Segment Start: Data for this task

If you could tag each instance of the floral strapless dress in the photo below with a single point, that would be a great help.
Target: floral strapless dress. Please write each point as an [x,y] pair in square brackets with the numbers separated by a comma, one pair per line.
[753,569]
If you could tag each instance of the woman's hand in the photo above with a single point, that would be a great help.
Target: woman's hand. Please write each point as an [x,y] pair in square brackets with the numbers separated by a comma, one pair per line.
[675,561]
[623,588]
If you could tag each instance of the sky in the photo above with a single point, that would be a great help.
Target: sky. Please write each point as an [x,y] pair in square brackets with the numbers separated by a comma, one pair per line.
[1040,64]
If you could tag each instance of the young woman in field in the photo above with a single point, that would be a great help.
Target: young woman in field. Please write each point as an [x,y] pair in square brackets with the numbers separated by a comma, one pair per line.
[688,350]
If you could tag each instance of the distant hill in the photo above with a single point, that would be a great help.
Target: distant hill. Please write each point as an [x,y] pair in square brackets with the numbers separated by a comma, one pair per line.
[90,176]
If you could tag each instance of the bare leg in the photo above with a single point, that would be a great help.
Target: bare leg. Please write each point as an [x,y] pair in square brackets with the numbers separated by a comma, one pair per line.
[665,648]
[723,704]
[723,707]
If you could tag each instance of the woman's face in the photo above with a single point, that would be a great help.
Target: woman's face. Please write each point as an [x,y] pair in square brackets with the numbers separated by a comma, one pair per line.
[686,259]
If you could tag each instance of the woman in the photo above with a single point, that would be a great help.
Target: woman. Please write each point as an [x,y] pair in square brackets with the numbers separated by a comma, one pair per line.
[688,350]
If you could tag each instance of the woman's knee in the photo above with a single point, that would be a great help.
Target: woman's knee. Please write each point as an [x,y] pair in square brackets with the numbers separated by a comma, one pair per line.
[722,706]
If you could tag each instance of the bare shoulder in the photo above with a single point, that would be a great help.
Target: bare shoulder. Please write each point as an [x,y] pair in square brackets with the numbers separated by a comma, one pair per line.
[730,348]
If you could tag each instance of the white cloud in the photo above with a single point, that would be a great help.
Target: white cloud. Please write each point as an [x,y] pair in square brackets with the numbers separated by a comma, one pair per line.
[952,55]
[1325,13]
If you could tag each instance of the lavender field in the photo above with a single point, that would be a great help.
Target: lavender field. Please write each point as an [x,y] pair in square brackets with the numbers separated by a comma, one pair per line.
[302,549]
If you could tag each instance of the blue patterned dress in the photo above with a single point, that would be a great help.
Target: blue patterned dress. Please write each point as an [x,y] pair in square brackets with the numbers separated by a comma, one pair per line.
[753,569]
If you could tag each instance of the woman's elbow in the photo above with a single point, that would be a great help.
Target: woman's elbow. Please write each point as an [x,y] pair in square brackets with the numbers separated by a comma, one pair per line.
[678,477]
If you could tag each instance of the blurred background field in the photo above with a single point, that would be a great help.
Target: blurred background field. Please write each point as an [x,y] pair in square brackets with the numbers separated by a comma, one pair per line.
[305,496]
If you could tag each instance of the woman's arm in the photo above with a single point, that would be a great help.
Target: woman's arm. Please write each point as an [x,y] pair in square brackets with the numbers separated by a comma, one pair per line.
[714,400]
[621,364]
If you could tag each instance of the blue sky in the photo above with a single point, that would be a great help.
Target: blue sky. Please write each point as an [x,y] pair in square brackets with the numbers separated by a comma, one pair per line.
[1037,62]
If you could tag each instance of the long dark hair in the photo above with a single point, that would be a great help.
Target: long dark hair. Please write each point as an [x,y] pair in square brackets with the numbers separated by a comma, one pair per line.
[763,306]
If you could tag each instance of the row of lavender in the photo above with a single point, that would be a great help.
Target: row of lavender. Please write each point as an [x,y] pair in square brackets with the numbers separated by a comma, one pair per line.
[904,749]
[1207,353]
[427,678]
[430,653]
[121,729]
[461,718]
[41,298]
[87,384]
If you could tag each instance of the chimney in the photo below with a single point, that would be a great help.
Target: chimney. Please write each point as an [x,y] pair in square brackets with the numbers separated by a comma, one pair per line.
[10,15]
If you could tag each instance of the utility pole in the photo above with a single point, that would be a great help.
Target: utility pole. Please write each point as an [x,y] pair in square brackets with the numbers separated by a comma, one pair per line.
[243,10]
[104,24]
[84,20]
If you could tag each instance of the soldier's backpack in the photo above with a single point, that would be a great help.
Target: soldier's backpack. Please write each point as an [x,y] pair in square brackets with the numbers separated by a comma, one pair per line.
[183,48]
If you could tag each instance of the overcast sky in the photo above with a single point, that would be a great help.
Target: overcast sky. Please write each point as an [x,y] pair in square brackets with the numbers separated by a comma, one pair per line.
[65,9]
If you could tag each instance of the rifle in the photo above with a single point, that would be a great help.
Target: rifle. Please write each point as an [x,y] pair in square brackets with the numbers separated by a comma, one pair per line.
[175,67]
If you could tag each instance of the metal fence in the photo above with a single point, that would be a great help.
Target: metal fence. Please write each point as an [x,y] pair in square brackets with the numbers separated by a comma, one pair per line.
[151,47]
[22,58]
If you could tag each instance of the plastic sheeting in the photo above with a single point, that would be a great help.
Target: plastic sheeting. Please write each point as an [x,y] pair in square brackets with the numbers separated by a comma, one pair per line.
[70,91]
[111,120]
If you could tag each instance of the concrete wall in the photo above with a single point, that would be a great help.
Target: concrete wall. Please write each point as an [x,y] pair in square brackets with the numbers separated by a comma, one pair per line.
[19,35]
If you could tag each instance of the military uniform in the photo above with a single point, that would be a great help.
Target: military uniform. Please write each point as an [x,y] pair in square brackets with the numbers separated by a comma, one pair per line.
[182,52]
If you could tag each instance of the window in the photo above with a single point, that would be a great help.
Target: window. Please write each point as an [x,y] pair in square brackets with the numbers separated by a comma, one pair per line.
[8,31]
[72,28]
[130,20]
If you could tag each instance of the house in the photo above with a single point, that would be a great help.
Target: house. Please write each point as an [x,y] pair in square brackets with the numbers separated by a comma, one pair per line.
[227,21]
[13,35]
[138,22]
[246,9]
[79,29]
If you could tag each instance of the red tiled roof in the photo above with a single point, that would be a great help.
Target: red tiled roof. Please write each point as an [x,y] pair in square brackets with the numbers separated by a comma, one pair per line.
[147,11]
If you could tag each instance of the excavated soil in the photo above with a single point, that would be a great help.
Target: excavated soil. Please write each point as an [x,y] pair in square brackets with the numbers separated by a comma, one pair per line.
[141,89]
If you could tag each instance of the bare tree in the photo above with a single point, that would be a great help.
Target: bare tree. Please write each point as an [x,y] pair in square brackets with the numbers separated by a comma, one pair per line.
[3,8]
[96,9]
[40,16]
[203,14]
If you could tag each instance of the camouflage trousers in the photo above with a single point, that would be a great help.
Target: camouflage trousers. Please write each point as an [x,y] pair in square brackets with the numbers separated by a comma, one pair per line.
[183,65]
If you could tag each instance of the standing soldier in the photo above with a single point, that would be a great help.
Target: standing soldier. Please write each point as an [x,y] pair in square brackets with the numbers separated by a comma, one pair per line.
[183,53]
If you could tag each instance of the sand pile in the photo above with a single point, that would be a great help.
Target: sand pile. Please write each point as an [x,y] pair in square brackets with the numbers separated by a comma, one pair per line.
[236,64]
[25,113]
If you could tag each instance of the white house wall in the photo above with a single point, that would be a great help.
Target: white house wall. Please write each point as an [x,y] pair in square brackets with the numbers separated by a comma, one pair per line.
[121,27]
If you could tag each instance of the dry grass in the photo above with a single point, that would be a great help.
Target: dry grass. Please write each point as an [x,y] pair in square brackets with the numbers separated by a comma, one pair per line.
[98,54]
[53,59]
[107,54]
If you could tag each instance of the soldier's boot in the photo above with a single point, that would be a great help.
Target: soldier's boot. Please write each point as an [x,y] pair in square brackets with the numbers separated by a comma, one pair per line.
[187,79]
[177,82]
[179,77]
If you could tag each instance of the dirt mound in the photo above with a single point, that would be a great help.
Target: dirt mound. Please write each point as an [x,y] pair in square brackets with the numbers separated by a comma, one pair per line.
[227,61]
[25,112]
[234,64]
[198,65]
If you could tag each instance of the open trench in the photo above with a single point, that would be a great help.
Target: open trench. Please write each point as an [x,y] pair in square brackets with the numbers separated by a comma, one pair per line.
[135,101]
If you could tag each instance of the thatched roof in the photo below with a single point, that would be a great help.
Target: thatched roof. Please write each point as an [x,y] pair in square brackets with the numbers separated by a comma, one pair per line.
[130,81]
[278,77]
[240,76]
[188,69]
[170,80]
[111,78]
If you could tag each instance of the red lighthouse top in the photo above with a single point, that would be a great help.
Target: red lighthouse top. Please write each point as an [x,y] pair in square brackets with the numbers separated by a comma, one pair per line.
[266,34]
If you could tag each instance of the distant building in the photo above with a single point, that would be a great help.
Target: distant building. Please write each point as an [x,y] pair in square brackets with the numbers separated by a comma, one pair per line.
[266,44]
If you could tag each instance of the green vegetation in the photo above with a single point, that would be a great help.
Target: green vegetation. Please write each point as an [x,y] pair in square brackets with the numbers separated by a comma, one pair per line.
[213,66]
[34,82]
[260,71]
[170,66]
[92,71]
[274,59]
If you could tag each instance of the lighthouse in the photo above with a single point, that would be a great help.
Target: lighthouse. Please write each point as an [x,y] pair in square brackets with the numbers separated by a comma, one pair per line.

Segment End: Data for this task

[Aim of the task] Determine the number of lines in the data that contain "below" as a word or string, and state only that number.

[Answer for this exercise] 3